— start Recorded data —
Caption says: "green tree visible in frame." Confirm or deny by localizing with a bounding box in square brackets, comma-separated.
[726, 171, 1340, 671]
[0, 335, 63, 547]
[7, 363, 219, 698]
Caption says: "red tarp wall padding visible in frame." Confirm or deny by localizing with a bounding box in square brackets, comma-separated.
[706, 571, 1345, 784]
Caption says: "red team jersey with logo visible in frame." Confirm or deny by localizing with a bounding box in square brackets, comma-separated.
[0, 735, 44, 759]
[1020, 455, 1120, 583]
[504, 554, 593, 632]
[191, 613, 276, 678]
— end Recorded data —
— start Recorded data —
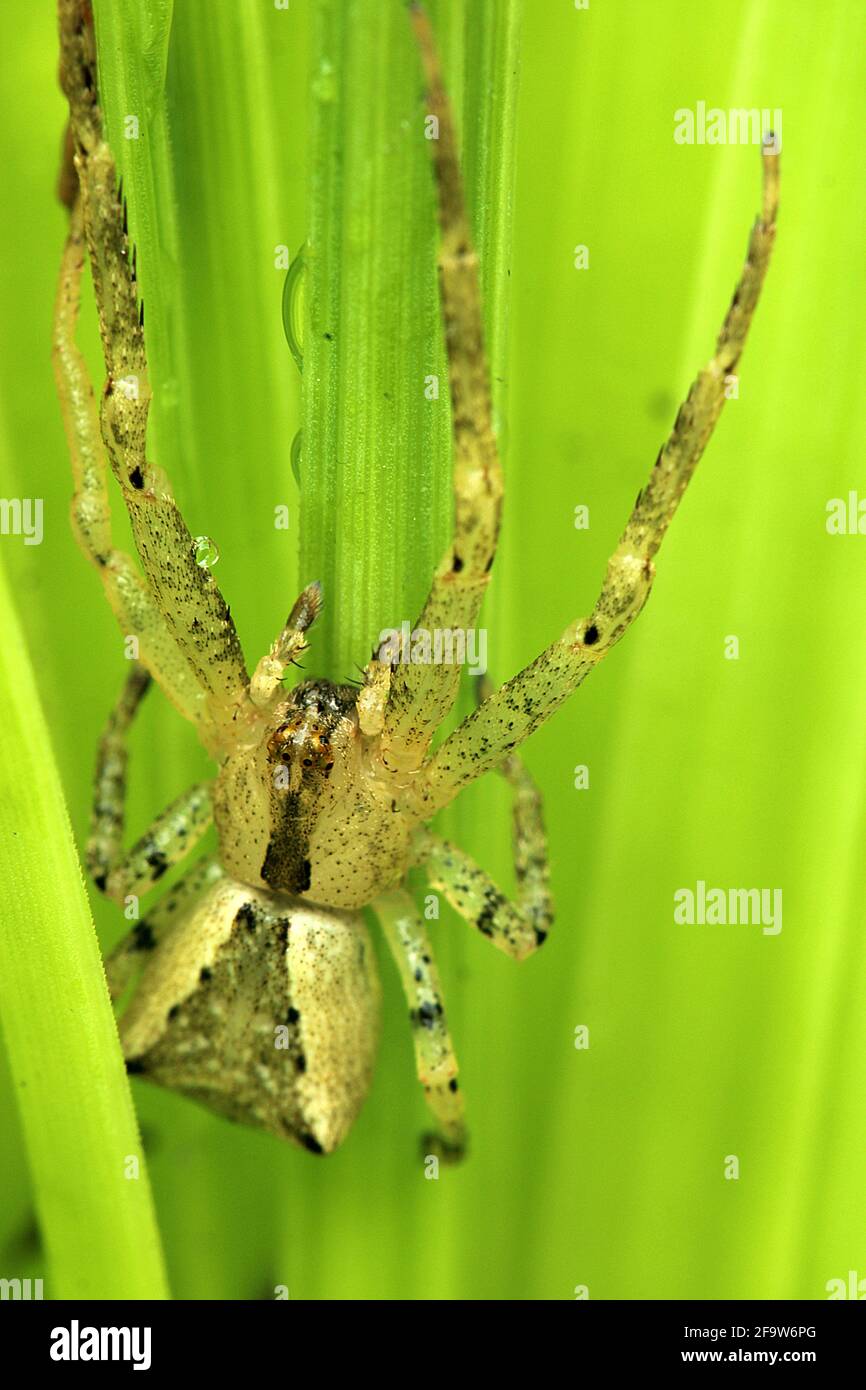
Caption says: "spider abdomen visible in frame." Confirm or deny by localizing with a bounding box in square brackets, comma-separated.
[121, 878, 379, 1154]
— end Recorded data —
◆ Instructions to follow:
Copy the records from the line with "tarp wall padding" to the line with "[706, 571, 1345, 784]", both included, reproducing them verbatim.

◆ Complete answer:
Caption says: "red tarp wall padding visible in frame." Confirm or deny by localizing with a bounding box in square brackets, comma-separated.
[706, 571, 1345, 784]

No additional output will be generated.